_Stated exercise_
Select each line of the records below that contains the word "drawer", and copy those lines.

Pointing records
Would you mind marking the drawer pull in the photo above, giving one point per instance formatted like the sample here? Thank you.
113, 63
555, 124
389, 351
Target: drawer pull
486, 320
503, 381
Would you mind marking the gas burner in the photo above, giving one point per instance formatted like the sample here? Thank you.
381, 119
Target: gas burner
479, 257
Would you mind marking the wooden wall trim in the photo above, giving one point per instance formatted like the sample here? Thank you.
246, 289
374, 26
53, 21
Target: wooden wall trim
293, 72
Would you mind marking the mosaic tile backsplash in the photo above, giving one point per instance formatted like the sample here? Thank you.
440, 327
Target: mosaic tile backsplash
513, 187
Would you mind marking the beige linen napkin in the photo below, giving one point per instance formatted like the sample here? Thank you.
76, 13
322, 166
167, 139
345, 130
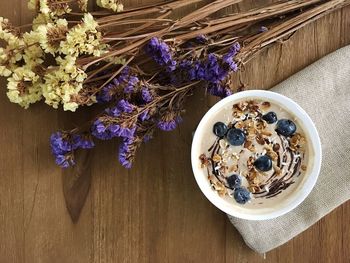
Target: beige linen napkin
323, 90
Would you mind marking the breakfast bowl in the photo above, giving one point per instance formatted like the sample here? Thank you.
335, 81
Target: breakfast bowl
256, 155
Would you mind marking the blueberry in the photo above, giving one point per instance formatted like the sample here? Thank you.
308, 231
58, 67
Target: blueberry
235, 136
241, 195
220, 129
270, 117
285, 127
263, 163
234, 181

---

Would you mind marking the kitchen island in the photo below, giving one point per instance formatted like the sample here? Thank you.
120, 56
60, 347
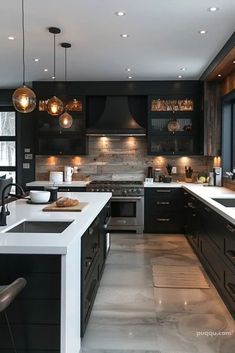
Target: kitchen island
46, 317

--

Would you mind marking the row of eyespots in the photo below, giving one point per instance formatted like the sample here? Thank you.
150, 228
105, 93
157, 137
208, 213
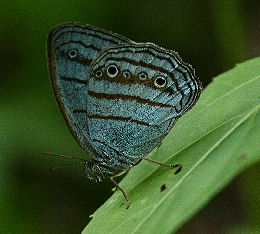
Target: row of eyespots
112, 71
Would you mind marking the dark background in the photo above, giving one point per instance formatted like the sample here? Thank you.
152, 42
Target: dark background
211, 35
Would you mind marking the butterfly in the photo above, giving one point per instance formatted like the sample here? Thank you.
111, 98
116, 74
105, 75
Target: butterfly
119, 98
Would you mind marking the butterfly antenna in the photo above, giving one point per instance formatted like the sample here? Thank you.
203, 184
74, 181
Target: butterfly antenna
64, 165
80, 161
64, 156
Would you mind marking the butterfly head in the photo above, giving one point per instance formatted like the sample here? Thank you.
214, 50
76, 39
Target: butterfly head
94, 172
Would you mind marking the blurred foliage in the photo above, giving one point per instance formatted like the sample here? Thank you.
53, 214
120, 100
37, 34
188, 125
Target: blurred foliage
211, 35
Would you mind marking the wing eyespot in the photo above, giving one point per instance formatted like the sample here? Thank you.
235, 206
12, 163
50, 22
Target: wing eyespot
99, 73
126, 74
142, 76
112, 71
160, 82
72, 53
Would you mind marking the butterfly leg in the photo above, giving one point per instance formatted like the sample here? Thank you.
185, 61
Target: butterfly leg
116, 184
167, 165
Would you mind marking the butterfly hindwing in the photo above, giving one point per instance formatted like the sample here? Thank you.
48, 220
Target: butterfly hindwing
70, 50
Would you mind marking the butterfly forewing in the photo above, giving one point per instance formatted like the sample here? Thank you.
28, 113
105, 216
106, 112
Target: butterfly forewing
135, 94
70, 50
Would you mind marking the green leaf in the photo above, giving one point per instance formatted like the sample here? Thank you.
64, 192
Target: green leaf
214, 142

_Task solution_
Would you mind marking the drawer pull in the photo above, giving one point per instance formatted like the sample here? Thank you.
Target: drawer pull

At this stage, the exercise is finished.